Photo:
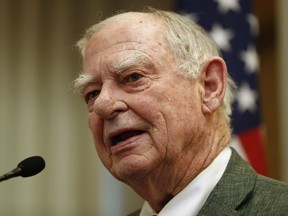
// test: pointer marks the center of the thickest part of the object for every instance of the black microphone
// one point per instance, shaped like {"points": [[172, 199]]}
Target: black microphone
{"points": [[28, 167]]}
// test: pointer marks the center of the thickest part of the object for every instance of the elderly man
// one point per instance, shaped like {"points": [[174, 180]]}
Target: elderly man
{"points": [[159, 101]]}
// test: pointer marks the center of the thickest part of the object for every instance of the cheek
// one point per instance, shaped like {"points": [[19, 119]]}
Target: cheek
{"points": [[96, 127]]}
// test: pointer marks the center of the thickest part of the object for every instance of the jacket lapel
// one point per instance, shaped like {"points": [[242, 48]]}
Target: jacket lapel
{"points": [[232, 190]]}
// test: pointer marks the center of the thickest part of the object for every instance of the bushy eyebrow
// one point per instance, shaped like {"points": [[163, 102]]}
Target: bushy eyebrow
{"points": [[81, 82]]}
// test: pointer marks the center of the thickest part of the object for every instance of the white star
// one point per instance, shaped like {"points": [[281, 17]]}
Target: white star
{"points": [[250, 59], [222, 37], [225, 5], [246, 98], [254, 24]]}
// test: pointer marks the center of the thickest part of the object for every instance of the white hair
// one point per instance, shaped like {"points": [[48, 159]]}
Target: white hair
{"points": [[189, 43]]}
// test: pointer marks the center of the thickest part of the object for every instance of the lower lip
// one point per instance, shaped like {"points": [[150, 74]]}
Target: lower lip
{"points": [[125, 145]]}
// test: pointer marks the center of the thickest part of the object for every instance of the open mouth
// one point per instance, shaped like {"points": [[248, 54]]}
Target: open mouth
{"points": [[124, 136]]}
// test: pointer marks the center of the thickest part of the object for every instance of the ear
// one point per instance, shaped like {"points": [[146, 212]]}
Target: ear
{"points": [[214, 76]]}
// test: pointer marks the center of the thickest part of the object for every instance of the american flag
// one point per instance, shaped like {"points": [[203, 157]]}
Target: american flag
{"points": [[234, 28]]}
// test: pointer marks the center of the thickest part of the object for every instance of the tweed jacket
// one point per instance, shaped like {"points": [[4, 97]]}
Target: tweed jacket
{"points": [[241, 191]]}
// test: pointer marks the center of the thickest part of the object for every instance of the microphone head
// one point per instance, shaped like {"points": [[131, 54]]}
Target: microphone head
{"points": [[31, 166]]}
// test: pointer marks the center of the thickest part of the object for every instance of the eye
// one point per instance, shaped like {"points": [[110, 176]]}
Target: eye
{"points": [[88, 97], [133, 77]]}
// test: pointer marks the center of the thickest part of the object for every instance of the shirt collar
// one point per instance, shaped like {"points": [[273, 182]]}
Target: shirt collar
{"points": [[190, 200]]}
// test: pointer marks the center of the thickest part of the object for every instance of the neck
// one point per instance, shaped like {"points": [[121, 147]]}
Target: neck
{"points": [[170, 178]]}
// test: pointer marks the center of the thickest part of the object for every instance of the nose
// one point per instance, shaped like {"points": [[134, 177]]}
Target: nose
{"points": [[109, 102]]}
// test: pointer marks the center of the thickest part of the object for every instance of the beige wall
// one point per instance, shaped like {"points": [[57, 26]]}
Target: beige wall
{"points": [[40, 115]]}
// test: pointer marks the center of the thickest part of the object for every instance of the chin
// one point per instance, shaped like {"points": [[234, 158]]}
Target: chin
{"points": [[130, 168]]}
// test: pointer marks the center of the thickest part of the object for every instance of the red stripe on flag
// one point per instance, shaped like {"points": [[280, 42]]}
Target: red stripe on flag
{"points": [[253, 144]]}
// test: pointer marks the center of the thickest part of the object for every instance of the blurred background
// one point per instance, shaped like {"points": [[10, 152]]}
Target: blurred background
{"points": [[40, 115]]}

**EXERCISE INSTRUCTIONS:** Reproduce every one of the records with "thickest part" changed to "widest part" wherever it occurs and everything else left identical. Omit the pictures from the output.

**SOLVED PROBLEM:**
Photo:
// test: pointer marks the center of the widest part of the object for every instance of the black microphone
// one point per instance, shaped like {"points": [[172, 199]]}
Target: black microphone
{"points": [[28, 167]]}
// test: pointer marks the center of the widest part of the object for every instance of the elderly man
// one point per instance, shaped like {"points": [[174, 180]]}
Target: elderly man
{"points": [[159, 101]]}
// test: pointer marks the center of the widest part of the object for every instance of the cheek
// one point per instance, shaped like {"points": [[19, 119]]}
Target: cheek
{"points": [[96, 127]]}
// test: pointer marks the center of the widest part of the object for every instance of the jacket lapel
// one point per instance, shaped like {"points": [[242, 48]]}
Target: jacket lapel
{"points": [[232, 190]]}
// test: pointer marks the center of the widest part of the object for every instance of the bushy eyebrow
// one point per instance, shaped like {"points": [[163, 102]]}
Target: bushy eyebrow
{"points": [[81, 82]]}
// test: pointer marks the center of the widest part of the object for every instance of the white star
// one point per instance, shaped like {"points": [[281, 17]]}
Target: white star
{"points": [[250, 59], [222, 37], [225, 5], [246, 98], [254, 24]]}
// test: pointer marks the center of the widest part of the object for every instance of the white hair
// one point per instance, shaped like {"points": [[48, 159]]}
Target: white hair
{"points": [[189, 43]]}
// test: pointer marks the center of the widest part of the object for every instance of the lower lip
// one point per instance, shaped like {"points": [[150, 74]]}
Target: lower lip
{"points": [[125, 145]]}
// test: pointer marks the center of the widest part of the object for every instance of the open mouth
// one point per instance, shaped like {"points": [[248, 54]]}
Target: open mouth
{"points": [[124, 136]]}
// test: pointer marks the center of the widest part of the object for every instance of the ear
// one point per instance, shaped like {"points": [[146, 212]]}
Target: ear
{"points": [[214, 76]]}
// test: pointer marks the center of the widest part of the object for every instance of the american flag
// one point per instance, shaped like {"points": [[203, 157]]}
Target: american flag
{"points": [[234, 28]]}
// test: pointer marks the center of the widest part of the object for every instance of the tweed jacket
// one point per instance, shaped like {"points": [[4, 97]]}
Target: tweed jacket
{"points": [[241, 191]]}
// test: pointer marks the center of the widest part of the object for every instance of the microphone head
// one point per instance, shaped like {"points": [[131, 54]]}
Target: microphone head
{"points": [[31, 166]]}
// test: pointer marks the center of the widest part of the object for every instance of the eye
// one point per instance, shaped like {"points": [[110, 176]]}
Target: eye
{"points": [[88, 97], [133, 77]]}
// test: pointer marks the center of the widest part of the object for every instance of the shirt collar
// one point per instance, shaped like {"points": [[273, 182]]}
Target: shirt collar
{"points": [[190, 200]]}
// test: pointer marks the center of the widest part of the object for every instance of the neck
// one point per instance, shaped like {"points": [[121, 147]]}
Target: neck
{"points": [[170, 178]]}
// test: pointer marks the center of the widest part of the object for every instance of the nose
// one point per instance, shaped like {"points": [[134, 177]]}
Target: nose
{"points": [[109, 102]]}
// test: pointer marks the center of the widest part of the object for every instance of the beige wall
// one point per instance, shaped like {"points": [[57, 26]]}
Target: beige wall
{"points": [[40, 115]]}
// test: pointer marks the center of the widest part of the object for every instance of the chin
// one point per instance, shaped like {"points": [[234, 158]]}
Target: chin
{"points": [[130, 168]]}
// test: pointer marks the center of the widest part of the object for every instance of the red stripe on flag
// one point per instance, shaped like {"points": [[280, 42]]}
Target: red stripe on flag
{"points": [[253, 144]]}
// test: pointer marks the center of the widest part of the object for every instance of the blurred background
// one point per instance, shaped like {"points": [[10, 152]]}
Target: blurred background
{"points": [[40, 115]]}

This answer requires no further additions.